*Dataset records*.

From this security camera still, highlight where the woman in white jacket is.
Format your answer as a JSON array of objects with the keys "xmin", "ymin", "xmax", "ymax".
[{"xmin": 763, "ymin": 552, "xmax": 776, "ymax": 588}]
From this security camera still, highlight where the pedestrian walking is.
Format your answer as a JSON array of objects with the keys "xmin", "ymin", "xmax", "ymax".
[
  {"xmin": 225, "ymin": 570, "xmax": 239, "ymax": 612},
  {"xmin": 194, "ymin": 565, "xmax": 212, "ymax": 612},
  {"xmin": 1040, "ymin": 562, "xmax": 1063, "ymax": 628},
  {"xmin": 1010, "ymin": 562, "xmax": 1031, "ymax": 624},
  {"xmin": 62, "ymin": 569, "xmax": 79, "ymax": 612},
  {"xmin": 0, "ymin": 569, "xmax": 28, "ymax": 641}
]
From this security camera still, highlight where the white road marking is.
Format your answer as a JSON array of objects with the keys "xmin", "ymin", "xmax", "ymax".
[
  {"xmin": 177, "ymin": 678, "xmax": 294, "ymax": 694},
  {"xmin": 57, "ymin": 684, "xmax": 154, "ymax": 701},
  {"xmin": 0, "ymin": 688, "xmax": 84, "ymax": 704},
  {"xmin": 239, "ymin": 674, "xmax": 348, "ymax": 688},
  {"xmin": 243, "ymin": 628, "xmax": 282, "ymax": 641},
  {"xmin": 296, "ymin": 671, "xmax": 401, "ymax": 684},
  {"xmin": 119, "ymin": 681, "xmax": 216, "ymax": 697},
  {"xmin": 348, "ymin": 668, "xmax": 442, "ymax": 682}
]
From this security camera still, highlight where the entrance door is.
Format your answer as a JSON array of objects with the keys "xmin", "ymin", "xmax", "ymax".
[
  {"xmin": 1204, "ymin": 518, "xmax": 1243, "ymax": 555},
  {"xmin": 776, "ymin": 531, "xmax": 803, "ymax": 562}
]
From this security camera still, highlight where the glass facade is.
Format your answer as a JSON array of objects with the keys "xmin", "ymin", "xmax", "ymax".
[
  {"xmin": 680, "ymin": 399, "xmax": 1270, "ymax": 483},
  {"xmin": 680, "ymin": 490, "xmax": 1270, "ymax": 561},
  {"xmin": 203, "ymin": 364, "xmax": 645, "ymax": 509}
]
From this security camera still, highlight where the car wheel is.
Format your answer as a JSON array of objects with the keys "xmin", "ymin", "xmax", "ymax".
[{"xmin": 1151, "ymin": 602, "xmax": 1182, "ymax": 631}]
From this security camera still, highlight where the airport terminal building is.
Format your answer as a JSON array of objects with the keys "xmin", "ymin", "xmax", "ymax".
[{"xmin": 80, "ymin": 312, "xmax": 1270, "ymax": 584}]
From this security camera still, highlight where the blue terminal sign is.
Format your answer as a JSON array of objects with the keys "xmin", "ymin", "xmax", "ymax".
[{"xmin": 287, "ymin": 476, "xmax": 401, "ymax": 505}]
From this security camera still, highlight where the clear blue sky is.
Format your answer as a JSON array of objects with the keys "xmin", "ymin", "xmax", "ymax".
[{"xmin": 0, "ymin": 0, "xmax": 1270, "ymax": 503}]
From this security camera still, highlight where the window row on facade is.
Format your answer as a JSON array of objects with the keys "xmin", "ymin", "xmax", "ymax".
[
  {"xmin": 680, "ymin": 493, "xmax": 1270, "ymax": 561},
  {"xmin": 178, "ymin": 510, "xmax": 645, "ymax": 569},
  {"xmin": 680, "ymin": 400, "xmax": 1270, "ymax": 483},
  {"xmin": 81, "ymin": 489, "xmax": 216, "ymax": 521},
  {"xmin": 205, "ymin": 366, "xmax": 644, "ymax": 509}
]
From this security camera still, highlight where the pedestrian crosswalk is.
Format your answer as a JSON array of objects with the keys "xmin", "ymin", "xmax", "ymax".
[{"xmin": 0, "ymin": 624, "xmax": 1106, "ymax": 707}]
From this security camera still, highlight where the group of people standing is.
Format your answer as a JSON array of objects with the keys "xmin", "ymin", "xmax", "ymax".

*Requirement*.
Copy out all the items above word for word, keeping each line as it is.

*Result*.
From this security camera still, highlight where the woman in white jacket is.
Format your answer as a JSON array of objects with the keys "xmin", "ymin", "xmax", "ymax".
[{"xmin": 763, "ymin": 552, "xmax": 776, "ymax": 588}]
From this security camera still, highlight where the pedestrian walking is.
Format your answer as a JSON array of objects with the keys "xmin", "ymin", "xmax", "ymax".
[
  {"xmin": 225, "ymin": 570, "xmax": 239, "ymax": 612},
  {"xmin": 194, "ymin": 565, "xmax": 212, "ymax": 612},
  {"xmin": 1040, "ymin": 562, "xmax": 1063, "ymax": 628},
  {"xmin": 1010, "ymin": 562, "xmax": 1031, "ymax": 624},
  {"xmin": 62, "ymin": 569, "xmax": 79, "ymax": 612},
  {"xmin": 0, "ymin": 569, "xmax": 28, "ymax": 641}
]
From this security camera still, highlight where the white road marking is.
Format your answer as a JSON array of objects with the keys "xmin", "ymin", "xmax", "ymax".
[
  {"xmin": 177, "ymin": 678, "xmax": 294, "ymax": 694},
  {"xmin": 57, "ymin": 684, "xmax": 154, "ymax": 701},
  {"xmin": 0, "ymin": 688, "xmax": 84, "ymax": 704},
  {"xmin": 239, "ymin": 674, "xmax": 348, "ymax": 688},
  {"xmin": 243, "ymin": 628, "xmax": 282, "ymax": 641},
  {"xmin": 296, "ymin": 671, "xmax": 401, "ymax": 684},
  {"xmin": 119, "ymin": 681, "xmax": 216, "ymax": 697},
  {"xmin": 348, "ymin": 668, "xmax": 442, "ymax": 682}
]
From this security camera still, highlight where the entrance door is.
Format your answer as a JSON array of objects with the keys "xmin", "ymin", "xmax", "ymax".
[
  {"xmin": 1204, "ymin": 518, "xmax": 1243, "ymax": 555},
  {"xmin": 776, "ymin": 531, "xmax": 803, "ymax": 562}
]
From this security camera still, highlight where the glass facade is.
Format your answer as a JSON array of objects with the keys "xmin", "ymin", "xmax", "ymax".
[
  {"xmin": 680, "ymin": 399, "xmax": 1270, "ymax": 483},
  {"xmin": 680, "ymin": 490, "xmax": 1270, "ymax": 561},
  {"xmin": 203, "ymin": 364, "xmax": 645, "ymax": 509}
]
From this security camera still, highlight where the car wheel is.
Format your answer as a JSON array of objects with the keys "xmin", "ymin", "xmax", "ymax".
[{"xmin": 1151, "ymin": 602, "xmax": 1182, "ymax": 631}]
From this security camera still, highlight where the airport terminal building is.
Format your answer as a JSON array of objects with the keys "xmin", "ymin", "xmax", "ymax".
[{"xmin": 80, "ymin": 312, "xmax": 1270, "ymax": 584}]
From this security camera still, highlight where the blue terminal sign is.
Format your answer as a JSON array of objects with the keys "xmin", "ymin", "xmax", "ymax".
[{"xmin": 287, "ymin": 476, "xmax": 401, "ymax": 505}]
From this security camera still, highlight where the clear blue sky is.
Format your answer as a JSON array of objects with the keys "xmin", "ymin", "xmax", "ymax".
[{"xmin": 0, "ymin": 0, "xmax": 1270, "ymax": 503}]
From this security camera still, highlight where the window row on facade is.
Format your answer as a JSON array of objects with the keys "xmin", "ymin", "xmax", "ymax".
[
  {"xmin": 680, "ymin": 493, "xmax": 1270, "ymax": 561},
  {"xmin": 178, "ymin": 510, "xmax": 645, "ymax": 569},
  {"xmin": 680, "ymin": 400, "xmax": 1270, "ymax": 483},
  {"xmin": 81, "ymin": 489, "xmax": 216, "ymax": 521},
  {"xmin": 205, "ymin": 366, "xmax": 644, "ymax": 509}
]
From this security camera still, highlight where the pedestrian crosswalk is.
Format your answer as a JSON array of objects with the keys "xmin", "ymin", "xmax", "ymax".
[{"xmin": 0, "ymin": 624, "xmax": 1106, "ymax": 707}]
From this security camera still, highlight where the group of people standing is.
Format your answer as a JSON array of objects with the keys "xmin", "ymin", "xmax", "ymax".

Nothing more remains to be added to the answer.